§ GESTELLTE AUFGABE
Führe den Forumstext über Wasserlinsen nach seinem letzten Satz weiter.

§ DOKUMENTTEXT
####################

Ich hänge meine Frage hier einfach an um kein neues Thema eröffnen zu müssen 

Ich habe jetzt zum 3. Mal __ Wasserlinsen gekauft - aber sie wollen nicht  Ich finde sie total schön anzusehen, aber nach ein paar Tagen werden sie gelb und "zerfallen" - habe nun also schon ein paar draußen gelassen und "züchte" nach - aber auch das gelingt in dem Wasser nur schwer. (oder soll ich da ein wenig Teicherde oder so mit rein machen?)

Gibt es etwas was ähnlich nett anzuschauen ist? __ Froschbiss, Schwimmfarn, __ Wassersalat, __ Büschelfarn, Wassernuss und Wasserhyazinthen habe ich auch schon drin. Ich meine eher so was gaaanz kleines...  Ehe ich jetzt weitere Arten versuche aufzutreiben (bisher hatte ich nur Lemna minor) wollte ich wissen ob das überhaupt Sinn macht? 

Kann es sein, dass es besser wird wenn die Temperaturen steigen? Gibt es Lemna Arten die "besser" wachsen?

Dank euch für`s Lesen (und ggf. Antworten)


----------



## Patrick K (9. Juni 2015)

Hallo 

Ich habe in der ersten Kammer meines Filters __ Wasserlinsen und ich kann fast zusehen wie sie sich vermehren ,im Koiteich gibt es keine Probleme mit ,den die Koi fressen mit Vorliebe einen guten Salat 

  

Im Miniteich sieht das anderst aus ,dort wuchern sie auch und fressen scheinbar den anderen Pflanzen die Nahrung weg, erst als ich sie dort sehr stark minimierte wuchsen die grösseren Pflanzen.

####################

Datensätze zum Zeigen
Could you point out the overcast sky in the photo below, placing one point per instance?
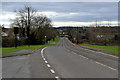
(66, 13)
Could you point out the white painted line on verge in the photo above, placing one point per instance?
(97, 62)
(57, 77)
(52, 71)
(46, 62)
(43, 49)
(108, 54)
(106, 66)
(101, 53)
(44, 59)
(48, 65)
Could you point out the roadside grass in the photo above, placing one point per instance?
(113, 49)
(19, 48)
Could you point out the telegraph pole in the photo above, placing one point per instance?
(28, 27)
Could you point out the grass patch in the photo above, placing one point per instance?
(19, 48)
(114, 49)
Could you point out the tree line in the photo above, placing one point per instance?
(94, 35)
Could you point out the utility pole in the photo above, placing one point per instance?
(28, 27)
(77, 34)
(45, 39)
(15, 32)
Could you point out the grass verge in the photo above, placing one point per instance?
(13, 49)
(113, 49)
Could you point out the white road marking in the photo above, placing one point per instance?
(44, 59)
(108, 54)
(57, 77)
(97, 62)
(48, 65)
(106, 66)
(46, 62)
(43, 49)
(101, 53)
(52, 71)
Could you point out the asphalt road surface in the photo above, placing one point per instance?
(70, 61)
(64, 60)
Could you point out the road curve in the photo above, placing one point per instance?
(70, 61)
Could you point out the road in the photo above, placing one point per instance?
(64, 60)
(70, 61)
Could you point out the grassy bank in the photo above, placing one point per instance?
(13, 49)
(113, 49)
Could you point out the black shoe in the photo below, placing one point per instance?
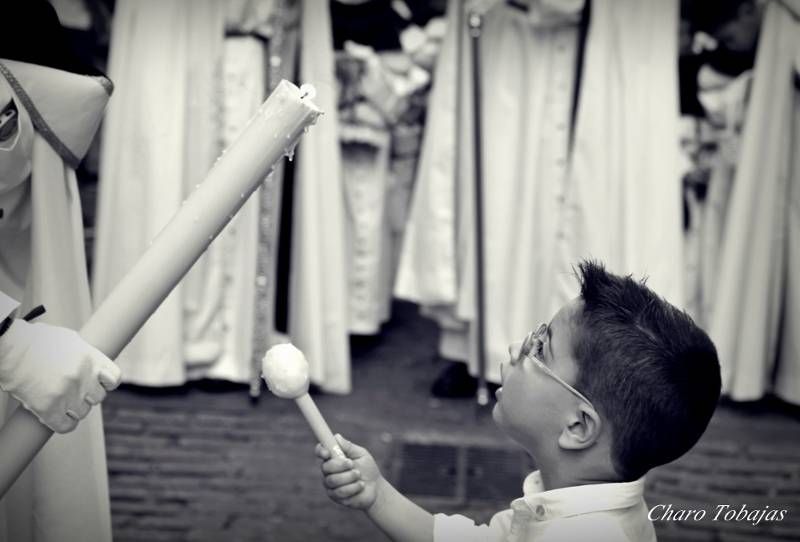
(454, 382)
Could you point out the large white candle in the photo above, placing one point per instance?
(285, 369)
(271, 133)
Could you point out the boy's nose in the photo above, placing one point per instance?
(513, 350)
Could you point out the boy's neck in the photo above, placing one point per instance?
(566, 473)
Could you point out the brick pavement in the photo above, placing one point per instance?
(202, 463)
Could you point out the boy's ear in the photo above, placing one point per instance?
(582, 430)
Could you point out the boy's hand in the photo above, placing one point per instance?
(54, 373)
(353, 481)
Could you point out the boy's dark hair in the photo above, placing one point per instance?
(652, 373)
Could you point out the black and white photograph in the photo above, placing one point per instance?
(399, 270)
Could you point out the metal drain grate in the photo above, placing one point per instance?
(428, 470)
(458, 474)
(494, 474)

####################

§ ERGEBNIS DER AUFGABE
Falls sie im Mini oder im Filter zu viel werden werfe ich ein paar Handvoll in den Koiteich 
, ganz entfernen ist möglich (wenn man genug Zeit hat und hartnäckiger ist als die Pflanze) aber das es auch Sinnvoll ist, einen sehr guten Verzehrer aus dem System zu werfen , glaub ich nicht

Gruss Patrick


----------



## Christine (9. Juni 2015)

Liebe Jule,
die meisten wären glücklich, wenn die __ Wasserlinsen nicht wollen. 
Ich persönlich finde - defekter Link entfernt - viel hübscher.


----------



## jule (9. Juni 2015)

Hallo Christine, 

und ja, du hast natürlich recht, das habe ich so auch schon erkannt - aber ich finde es sieht einfach schön aus, wenn es so in den anderen Wasserpflanzen "häng" 

Gibt es das Feenmoos auch in rötlich? Dann ist es das, was ich vorhin nicht bestimmen konnte, das habe ich auch  gleiches Problem, man bekommt immer nur eine kleine Menge geliefert (es sei denn man kauft gleich zig VE) und dann verkümmert es bei mir... die die ich drauf gegeben habe sind noch da, aber wirklich vermehren tun die sich nicht... 

Oder auch hier greift mal wieder "Zeit geben, sich gedulden und waaaarten" - ABER  dafür bin ich nicht gemacht 

Vielen Dank aber für den Link, so weiß ich nun was es ist (es sei denn das gibt es nicht in rot) und kann es mir ggf. auch noch in grün besorgen!


----------



## Patrick K (9. Juni 2015)

Hallo Jule 

setz es nach dem Kauf in ein seperates gut gedüngtes Becken und nimm die das weg was wächst und setz es in den Teich oder 

dünge gleich den Teich .

Ich habe meine Pflanzen auch in mehreren eckigen Mörtelwannen im Hof untergebracht 

  

und wenn sie hungrig aussahen gab es Futter 

Gruss Patrick


----------



## jule (9. Juni 2015)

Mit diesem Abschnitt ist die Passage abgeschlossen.